Render every row below as a numbered list, omitting blank lines.

_Material supplied:_
################
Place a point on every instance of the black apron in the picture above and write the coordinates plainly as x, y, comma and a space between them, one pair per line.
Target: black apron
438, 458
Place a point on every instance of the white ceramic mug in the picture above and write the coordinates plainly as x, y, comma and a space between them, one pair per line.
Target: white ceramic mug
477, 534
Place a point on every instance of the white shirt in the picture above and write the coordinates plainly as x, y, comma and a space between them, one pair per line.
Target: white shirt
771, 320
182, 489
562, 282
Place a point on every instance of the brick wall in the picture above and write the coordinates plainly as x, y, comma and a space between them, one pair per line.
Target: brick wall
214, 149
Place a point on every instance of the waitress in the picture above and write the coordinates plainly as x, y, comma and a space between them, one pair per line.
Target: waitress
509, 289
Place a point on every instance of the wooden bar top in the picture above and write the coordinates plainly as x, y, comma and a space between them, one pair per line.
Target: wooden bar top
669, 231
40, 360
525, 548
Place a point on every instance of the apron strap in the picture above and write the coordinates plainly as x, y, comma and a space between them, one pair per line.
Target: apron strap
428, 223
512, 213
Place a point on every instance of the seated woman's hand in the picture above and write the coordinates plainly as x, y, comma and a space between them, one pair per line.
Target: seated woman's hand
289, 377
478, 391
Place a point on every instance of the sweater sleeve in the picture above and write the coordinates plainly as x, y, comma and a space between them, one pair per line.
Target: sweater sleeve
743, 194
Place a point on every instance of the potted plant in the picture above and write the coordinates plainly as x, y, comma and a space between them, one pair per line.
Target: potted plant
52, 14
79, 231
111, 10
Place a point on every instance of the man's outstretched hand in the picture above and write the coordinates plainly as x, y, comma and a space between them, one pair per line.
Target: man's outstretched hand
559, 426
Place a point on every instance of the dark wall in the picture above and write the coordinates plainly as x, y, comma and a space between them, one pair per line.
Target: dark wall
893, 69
################
_Task response:_
1. Place a point on every instance of the black apron in the picture above and write the coordinates plainly as x, y, comma and a space between them, one pair per line.
2. Target: black apron
3. 438, 458
4. Place a point on every instance of the white ceramic mug in the picture above and write the coordinates plainly as x, y, comma and a space between them, one pair per line.
5. Target: white ceramic mug
6. 477, 534
7. Place a point on every instance of the white shirt in the picture above and write the coordinates plainly as x, y, comma and a space between them, one pair per line.
8. Target: white shirt
9. 771, 320
10. 182, 489
11. 562, 282
12. Place a point on every instance of the brick wall in the picture above and write the coordinates plainly as x, y, comma and a space between them, one pair per line.
13. Target: brick wall
14. 214, 149
15. Place a point on every instance of the waitress in the picture above and write the coordinates plainly as x, y, comma and a space between them, one pair per line.
16. Target: waitress
17. 509, 289
18. Place a point on every instance of the wooden bar top in the picture above and write the coordinates plainly as x, y, comma and a space between them, one pair per line.
19. Target: wooden bar top
20. 669, 231
21. 40, 360
22. 525, 548
23. Place a point on every instance of the apron strap in the picture above and write the coordinates plainly as x, y, comma and a space between them, one pair per line.
24. Target: apron strap
25. 428, 223
26. 512, 213
27. Place a point on every instance of the seated woman's hand in the picture above and write the coordinates plainly as x, y, comma and a space between them, one pair per line.
28. Target: seated woman's hand
29. 289, 377
30. 478, 391
31. Place a point on every instance of the sweater sleeve in the picture above and write the coordinates plainly as x, y, comma and a space between them, one pair per line.
32. Target: sweater sleeve
33. 743, 194
34. Place a point on every instance of the potted plant in the picture above and write the coordinates plainly as x, y, comma and a space between them, one pair per line.
35. Target: potted plant
36. 52, 14
37. 79, 231
38. 111, 10
39. Place a point on every instance of the man's outstretched hand in the picture above and write the coordinates plainly as x, y, comma and a space between them, one pair per line.
40. Target: man's outstretched hand
41. 559, 426
42. Place a point on every instance of the dark wall in the picture above and write the coordinates plainly as x, y, comma and a space between them, one pair per line.
43. Target: dark wall
44. 893, 69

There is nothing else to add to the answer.